(THE PROBLEM) Convert the lines of the listing below, from the line containing "Reviewer note: confirm that each instance of the freeze-dried" through the end of the listing, into a JSON list of strings with one string per line and blank lines omitted.

(Coordinate labeling data)
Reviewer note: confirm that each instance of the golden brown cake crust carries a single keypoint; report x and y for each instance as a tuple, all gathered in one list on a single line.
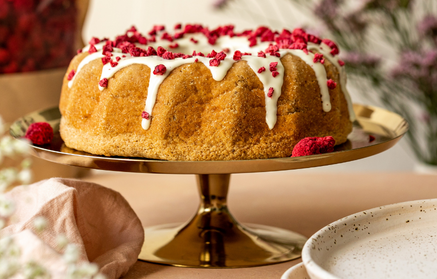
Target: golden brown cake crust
[(196, 117)]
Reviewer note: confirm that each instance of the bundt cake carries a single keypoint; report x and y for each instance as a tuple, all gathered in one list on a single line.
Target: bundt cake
[(202, 94)]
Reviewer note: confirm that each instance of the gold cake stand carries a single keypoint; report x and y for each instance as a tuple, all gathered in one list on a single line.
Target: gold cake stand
[(213, 238)]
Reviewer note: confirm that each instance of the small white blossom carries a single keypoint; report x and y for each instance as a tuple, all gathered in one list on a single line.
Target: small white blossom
[(33, 270), (82, 271), (7, 207), (7, 146), (40, 223), (8, 175), (71, 254), (21, 146), (25, 176), (61, 241)]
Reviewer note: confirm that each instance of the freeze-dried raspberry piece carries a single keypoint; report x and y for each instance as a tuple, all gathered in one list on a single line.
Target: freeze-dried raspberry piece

(EXPECTED ANSWER)
[
  "Reviewer note: confirm that each instance of the freeze-dried raspberry piece carries a single keypoint; report x and y for each instance as a tuple, all gathered in one list on a single line.",
  "Target: freeze-dried raspberry piece"
]